**DOCUMENT EXTRACT:**
^^^^

My hypothesis - and based upon experience it's pretty strong - is that the CBB is lower than the agent would like. The CBB is the "cooperating brokers" payment - that share of the selling agent's commission that will be paid to another agent who brings in the buyer.

Now, to repeat what I've said before, the standard listing agreement gives the entire commission to the listing agent if they bring in the buyer themselves, or if the buyer has no agent. But if they want buyer's agents to bring their buyers to this property, or if they want it to sell quickly, they'll make certain the buyer's agents have a good reason to bring the buyers by - in the form of a reasonable CBB. Three percent seems to be average around here now, up from 2.5 about a year ago, and properties that want to sell go higher. Even the discount brokers that will settle for 1% to list (or a flat fee) will tell you to offer at least three to a prospective buyer's agent. It's not mandatory, but it does work to sell the property.

The default buyer's agent contracts (exclusive and non-exclusive) in my area specify a 2% commission from the buyer to the agent but state that any commission paid by the seller is to be used to offset this first. What this means is that as long as the agent finds you a property paying at least 2 percent to buyer's agents (CBB) the buyer pays zero. See What Do Buyer's Agents Do? for more information. (If they don't find you a property that you buy, no commission or other obligation is incurred)

Now my attitude is that as long as my buyer isn't going to have to come up with cash out of pocket for my commission, I want to move from "looking" to "negotiation". Because my contract with the buyer is non-exclusive, they are free to look elsewhere, and with other agents, cutting me out of the process entirely if I don't perform. Therefore, my motivation is to find them the property they want, and get the transaction moving. This isn't particularly virtuous on my part; That's where the incentives are. I haven't seen a CBB lower than 2 percent ever, that I can recall, except for a few greedy, almost always drastically overpriced FSBOs.

^^^^

Segmentation annotation records
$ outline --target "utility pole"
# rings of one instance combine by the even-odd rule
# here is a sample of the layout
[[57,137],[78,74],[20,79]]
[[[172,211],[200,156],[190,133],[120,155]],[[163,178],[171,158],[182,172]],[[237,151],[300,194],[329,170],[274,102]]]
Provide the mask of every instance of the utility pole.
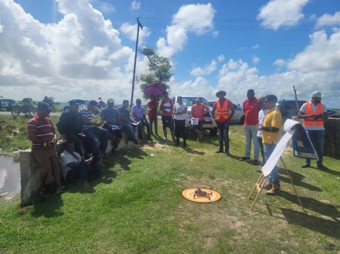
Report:
[[137,48],[138,48],[138,37],[139,36],[139,27],[143,30],[143,26],[139,22],[139,17],[137,17],[137,39],[136,41],[136,50],[135,50],[135,63],[134,64],[134,76],[132,78],[132,90],[131,91],[131,101],[130,102],[130,109],[132,109],[132,104],[134,101],[134,89],[135,89],[135,76],[136,75],[136,62],[137,59]]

^^^^

**INSTRUCTION:** Duplicate the whole text on cooperating brokers' commissions, reproducing every word and line as it appears. The records play no part in this work.

**THE SOLUTION:**
My hypothesis - and based upon experience it's pretty strong - is that the CBB is lower than the agent would like. The CBB is the "cooperating brokers" payment - that share of the selling agent's commission that will be paid to another agent who brings in the buyer.

Now, to repeat what I've said before, the standard listing agreement gives the entire commission to the listing agent if they bring in the buyer themselves, or if the buyer has no agent. But if they want buyer's agents to bring their buyers to this property, or if they want it to sell quickly, they'll make certain the buyer's agents have a good reason to bring the buyers by - in the form of a reasonable CBB. Three percent seems to be average around here now, up from 2.5 about a year ago, and properties that want to sell go higher. Even the discount brokers that will settle for 1% to list (or a flat fee) will tell you to offer at least three to a prospective buyer's agent. It's not mandatory, but it does work to sell the property.

The default buyer's agent contracts (exclusive and non-exclusive) in my area specify a 2% commission from the buyer to the agent but state that any commission paid by the seller is to be used to offset this first. What this means is that as long as the agent finds you a property paying at least 2 percent to buyer's agents (CBB) the buyer pays zero. See What Do Buyer's Agents Do? for more information. (If they don't find you a property that you buy, no commission or other obligation is incurred)

Now my attitude is that as long as my buyer isn't going to have to come up with cash out of pocket for my commission, I want to move from "looking" to "negotiation". Because my contract with the buyer is non-exclusive, they are free to look elsewhere, and with other agents, cutting me out of the process entirely if I don't perform. Therefore, my motivation is to find them the property they want, and get the transaction moving. This isn't particularly virtuous on my part; That's where the incentives are. I haven't seen a CBB lower than 2 percent ever, that I can recall, except for a few greedy, almost always drastically overpriced FSBOs.